Instructions to follow>
For this exercise, copy out each line of the material below that includes "grassy".

**********

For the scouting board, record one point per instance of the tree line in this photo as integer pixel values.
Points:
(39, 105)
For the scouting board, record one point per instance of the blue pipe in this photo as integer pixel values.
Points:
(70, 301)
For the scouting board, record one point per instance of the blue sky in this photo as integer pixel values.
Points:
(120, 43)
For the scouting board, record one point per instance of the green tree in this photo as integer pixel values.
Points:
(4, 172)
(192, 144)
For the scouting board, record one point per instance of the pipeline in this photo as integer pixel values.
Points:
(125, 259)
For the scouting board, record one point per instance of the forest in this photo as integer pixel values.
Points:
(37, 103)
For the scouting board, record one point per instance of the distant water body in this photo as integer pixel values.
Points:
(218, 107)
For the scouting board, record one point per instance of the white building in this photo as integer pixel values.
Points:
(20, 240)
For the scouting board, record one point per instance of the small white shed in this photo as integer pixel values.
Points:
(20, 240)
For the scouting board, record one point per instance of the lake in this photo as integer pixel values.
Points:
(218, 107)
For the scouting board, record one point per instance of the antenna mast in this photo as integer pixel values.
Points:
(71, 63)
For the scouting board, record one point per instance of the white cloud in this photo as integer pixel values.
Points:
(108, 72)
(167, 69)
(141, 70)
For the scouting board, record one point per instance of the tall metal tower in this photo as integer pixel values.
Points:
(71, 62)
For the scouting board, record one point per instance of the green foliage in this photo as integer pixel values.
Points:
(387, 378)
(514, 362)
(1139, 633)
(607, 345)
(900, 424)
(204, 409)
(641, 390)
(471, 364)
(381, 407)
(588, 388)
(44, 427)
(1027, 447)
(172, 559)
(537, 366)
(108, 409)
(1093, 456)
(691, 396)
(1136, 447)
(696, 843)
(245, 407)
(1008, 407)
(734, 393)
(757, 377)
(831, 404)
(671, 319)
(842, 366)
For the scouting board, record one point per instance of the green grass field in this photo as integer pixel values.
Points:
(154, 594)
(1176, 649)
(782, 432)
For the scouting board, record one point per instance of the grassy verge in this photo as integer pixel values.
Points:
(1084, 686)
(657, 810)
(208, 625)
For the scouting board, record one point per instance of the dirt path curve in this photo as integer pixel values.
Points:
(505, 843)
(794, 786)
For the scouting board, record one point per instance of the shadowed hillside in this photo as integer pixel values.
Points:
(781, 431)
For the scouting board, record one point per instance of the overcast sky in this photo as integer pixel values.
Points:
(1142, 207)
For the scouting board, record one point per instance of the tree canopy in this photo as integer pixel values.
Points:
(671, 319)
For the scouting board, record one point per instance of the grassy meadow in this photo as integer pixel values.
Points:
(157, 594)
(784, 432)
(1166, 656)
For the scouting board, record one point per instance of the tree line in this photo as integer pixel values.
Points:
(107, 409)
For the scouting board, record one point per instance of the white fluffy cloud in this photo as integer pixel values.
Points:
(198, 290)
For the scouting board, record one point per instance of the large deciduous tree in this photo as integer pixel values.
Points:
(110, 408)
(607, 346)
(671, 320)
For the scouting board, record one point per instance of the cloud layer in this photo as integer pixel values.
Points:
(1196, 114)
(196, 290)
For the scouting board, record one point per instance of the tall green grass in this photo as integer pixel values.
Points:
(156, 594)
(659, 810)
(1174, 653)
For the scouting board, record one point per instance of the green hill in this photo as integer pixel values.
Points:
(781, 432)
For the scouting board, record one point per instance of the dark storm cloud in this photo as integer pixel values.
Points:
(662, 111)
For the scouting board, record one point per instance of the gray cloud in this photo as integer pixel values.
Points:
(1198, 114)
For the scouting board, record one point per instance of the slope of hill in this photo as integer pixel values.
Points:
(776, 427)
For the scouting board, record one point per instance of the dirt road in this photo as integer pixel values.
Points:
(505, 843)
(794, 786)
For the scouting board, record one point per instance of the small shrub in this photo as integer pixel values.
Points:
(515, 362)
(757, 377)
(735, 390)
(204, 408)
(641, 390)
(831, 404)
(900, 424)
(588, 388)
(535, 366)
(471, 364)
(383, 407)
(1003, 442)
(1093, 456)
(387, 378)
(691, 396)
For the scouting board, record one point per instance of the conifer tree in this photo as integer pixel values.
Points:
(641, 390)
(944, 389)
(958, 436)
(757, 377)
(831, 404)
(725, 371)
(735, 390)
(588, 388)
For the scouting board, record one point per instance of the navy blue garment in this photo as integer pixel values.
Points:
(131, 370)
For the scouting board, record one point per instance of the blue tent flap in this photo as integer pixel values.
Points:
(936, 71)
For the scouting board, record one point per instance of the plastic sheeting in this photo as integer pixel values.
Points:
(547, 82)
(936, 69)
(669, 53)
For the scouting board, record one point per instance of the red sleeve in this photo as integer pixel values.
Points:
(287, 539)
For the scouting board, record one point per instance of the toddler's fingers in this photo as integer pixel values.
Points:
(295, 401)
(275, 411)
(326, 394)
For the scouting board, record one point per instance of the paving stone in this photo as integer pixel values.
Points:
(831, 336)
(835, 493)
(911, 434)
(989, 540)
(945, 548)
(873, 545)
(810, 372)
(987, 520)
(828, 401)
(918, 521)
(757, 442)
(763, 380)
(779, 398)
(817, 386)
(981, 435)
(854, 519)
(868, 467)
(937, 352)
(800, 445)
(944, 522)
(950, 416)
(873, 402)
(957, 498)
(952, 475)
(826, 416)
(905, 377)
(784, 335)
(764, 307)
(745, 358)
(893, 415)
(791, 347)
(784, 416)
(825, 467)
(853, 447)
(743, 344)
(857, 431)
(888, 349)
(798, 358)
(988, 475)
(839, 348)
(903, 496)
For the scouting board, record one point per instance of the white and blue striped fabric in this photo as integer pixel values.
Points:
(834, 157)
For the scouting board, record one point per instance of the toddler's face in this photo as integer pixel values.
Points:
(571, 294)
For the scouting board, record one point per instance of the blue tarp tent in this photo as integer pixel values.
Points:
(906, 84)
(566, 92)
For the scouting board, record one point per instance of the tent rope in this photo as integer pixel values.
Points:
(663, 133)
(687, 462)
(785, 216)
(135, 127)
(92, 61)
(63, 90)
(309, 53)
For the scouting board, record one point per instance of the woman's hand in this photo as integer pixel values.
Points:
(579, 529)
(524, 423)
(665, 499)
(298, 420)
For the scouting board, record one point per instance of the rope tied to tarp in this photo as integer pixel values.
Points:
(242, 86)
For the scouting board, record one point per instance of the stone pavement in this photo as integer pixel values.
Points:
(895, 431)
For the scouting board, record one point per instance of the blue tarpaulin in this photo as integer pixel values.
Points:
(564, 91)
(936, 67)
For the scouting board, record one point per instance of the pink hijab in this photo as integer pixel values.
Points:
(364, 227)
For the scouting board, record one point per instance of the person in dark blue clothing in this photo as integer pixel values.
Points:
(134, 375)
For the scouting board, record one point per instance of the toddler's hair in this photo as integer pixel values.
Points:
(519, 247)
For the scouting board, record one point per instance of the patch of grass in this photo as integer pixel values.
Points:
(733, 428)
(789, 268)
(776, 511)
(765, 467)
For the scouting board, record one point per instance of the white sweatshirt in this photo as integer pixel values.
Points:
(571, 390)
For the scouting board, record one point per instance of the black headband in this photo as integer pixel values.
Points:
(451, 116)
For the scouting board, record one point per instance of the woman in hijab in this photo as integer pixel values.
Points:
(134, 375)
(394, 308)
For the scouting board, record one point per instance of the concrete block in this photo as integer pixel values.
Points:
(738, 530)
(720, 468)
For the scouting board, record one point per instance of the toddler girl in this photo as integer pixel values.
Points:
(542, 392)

**********

Written response>
For the scouting board, record one point per instance of the grassy verge in this photo as integer pixel values.
For the scouting board, record one point per instance of the grassy meadow in this photo as integer pixel values.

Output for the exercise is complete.